> [PROBLEM]: Each entry is to be retyped exactly as it appears, and each image is to be dropped.

> [SUPPLIED ENTRIES]:
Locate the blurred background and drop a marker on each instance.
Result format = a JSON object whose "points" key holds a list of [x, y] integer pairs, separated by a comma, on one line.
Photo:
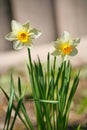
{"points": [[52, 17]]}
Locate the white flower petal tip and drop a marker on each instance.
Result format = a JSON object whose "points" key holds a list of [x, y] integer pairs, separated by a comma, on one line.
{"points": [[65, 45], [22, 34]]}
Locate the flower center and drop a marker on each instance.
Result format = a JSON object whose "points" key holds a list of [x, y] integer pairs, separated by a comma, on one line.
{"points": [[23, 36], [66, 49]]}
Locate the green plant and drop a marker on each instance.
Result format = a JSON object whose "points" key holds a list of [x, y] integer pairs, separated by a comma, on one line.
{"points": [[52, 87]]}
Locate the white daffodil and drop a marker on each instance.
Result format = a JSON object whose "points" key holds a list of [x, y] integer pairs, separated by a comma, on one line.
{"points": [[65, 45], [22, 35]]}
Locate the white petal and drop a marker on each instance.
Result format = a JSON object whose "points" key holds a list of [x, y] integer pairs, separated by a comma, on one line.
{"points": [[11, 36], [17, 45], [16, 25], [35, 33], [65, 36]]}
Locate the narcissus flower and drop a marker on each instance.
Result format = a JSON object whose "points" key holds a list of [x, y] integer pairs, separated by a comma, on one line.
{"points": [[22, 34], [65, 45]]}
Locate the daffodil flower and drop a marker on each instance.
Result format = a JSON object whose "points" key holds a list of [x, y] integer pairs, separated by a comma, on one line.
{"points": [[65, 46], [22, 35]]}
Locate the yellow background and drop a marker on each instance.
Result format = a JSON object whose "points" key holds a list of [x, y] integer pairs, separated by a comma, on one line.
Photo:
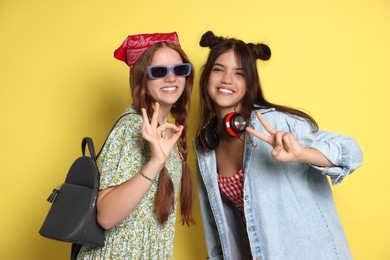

> [ANSWER FOR THIS EXERCISE]:
Locate the blurred background and drop a marker on each instance.
Result format = a JSON object whose "points" key holds a list of [x, y] integer pairs, separated by a comma, on one line.
Photo:
{"points": [[52, 17]]}
Locate the white flower petal tip and drop a marker on each instance.
Result format = a JSON object whose "points" key holds a list of [x, y] integer pairs, separated by a comma, on one line.
{"points": [[65, 45], [22, 34]]}
Locate the flower center and drop a marker on each instance.
Result format = a JSON object whose "points" key holds a list of [x, y] integer pairs, separated by a comma, on one line.
{"points": [[23, 36], [66, 49]]}
Locate the green plant and drop a marker on each instance.
Result format = a JSON object whose "points" key holds a list of [x, y] integer pairs, separated by a comma, on one line.
{"points": [[52, 87]]}
Locate the white daffodil and drop a marker on each instance.
Result format = a JSON object whose "points" key holds a list of [x, y] integer pairs, separated by a comma, on one line.
{"points": [[65, 45], [22, 35]]}
Locate the white petal and drop a marker on each instance.
Result format = a JSON object whose "points" key holds a list of [x, y] integer pairs, separated by a comma, on one line.
{"points": [[11, 36], [17, 45], [16, 25], [35, 33], [65, 36]]}
Locate the narcissus flower and drop a marker on each instance.
Result format = a JSON object whose "points" key holds a list of [x, y] integer pairs, separated by a comma, on one line.
{"points": [[22, 34], [65, 45]]}
Locate the daffodil flower and drop a marker on each instance.
Result format = a JSON object whose "points" key holds a list of [x, y] integer pairs, separated by a comma, on one line.
{"points": [[65, 46], [22, 35]]}
Locate the yellow background and drop a marker on each instance.
Result format = a JSON object whose "points" key holds a list of [x, y] integer pairs, separated by a comma, on one line.
Photo:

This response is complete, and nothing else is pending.